> [YOUR TASK]: Go through the entries below. Copy each line in which "photograph" appears.

> [GIVEN ENTRIES]:
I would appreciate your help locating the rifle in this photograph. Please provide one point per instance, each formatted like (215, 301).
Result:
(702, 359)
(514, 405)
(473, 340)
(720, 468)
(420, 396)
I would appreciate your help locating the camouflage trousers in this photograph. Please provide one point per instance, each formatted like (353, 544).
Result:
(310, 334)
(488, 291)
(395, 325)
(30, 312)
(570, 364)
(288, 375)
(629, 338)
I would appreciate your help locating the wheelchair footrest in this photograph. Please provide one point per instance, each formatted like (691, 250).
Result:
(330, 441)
--
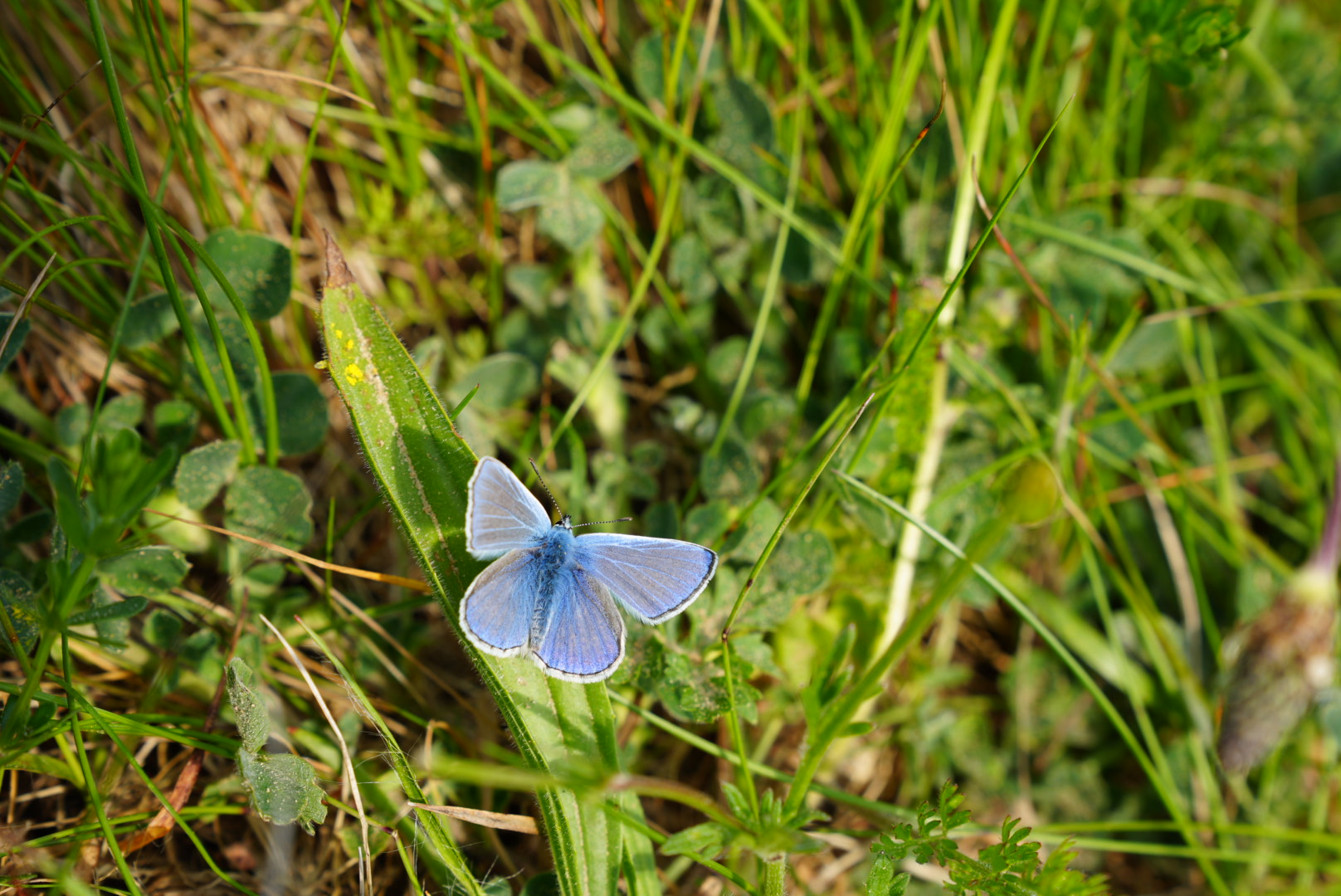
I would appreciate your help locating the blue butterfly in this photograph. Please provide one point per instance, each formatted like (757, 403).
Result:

> [ANSWER SECTION]:
I would appreciate your help locating the rifle in this photograph. Please provide one point per instance, each formatted like (215, 301).
I would appreciate your help locating the camouflage trousers in this photograph. Please provide one point per instance, each formatted like (353, 544).
I would appreciate your help locating the wheelchair footrest in this photograph. Please provide one point per instance, each formatted like (691, 250).
I would appreciate your help locating the blue butterfly in this photograph. Please provide one point per instance, each formatted like (757, 403).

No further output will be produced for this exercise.